═════ Supplied data
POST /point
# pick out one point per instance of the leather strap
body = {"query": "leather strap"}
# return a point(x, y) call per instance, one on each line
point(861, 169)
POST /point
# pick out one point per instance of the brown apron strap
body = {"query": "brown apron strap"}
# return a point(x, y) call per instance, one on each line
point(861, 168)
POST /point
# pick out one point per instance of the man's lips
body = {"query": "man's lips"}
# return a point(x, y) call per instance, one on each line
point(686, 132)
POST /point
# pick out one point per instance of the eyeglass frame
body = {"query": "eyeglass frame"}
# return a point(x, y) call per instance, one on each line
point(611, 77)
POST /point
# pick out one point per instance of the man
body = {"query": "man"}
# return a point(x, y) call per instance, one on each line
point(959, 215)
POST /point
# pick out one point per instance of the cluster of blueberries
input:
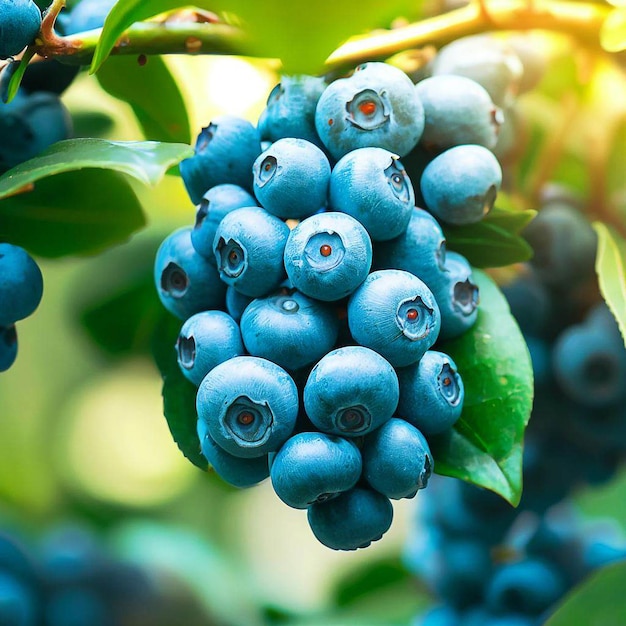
══════════
▸ **Task details**: Reproduce all of the lines above word for word, leaving out any pictures.

▸ **Worked answer**:
POST /point
# pick out one point per instance of the leather strap
body = {"query": "leather strap"}
# return a point(x, y) call per instance, one on each line
point(861, 169)
POST /point
# pick out one point per instance of the brown apron strap
body = {"query": "brown apron strap"}
# return a point(x, y) call per instance, one on each line
point(861, 168)
POST /point
# pick out one point per instance of the man's lips
body = {"query": "man's lips"}
# return a point(x, y) call per instance, one on each line
point(686, 132)
POST /point
# pick out one point per instance of the eyeglass frame
body = {"query": "eyeglass frame"}
# return a point(x, y) call per instance, one on each line
point(611, 77)
POST /point
# pick out one point per instance of the man
body = {"query": "man"}
# return a point(x, y) call per instance, one on each line
point(959, 215)
POST /point
# pick out one point per instance of the cluster of blueberries
input:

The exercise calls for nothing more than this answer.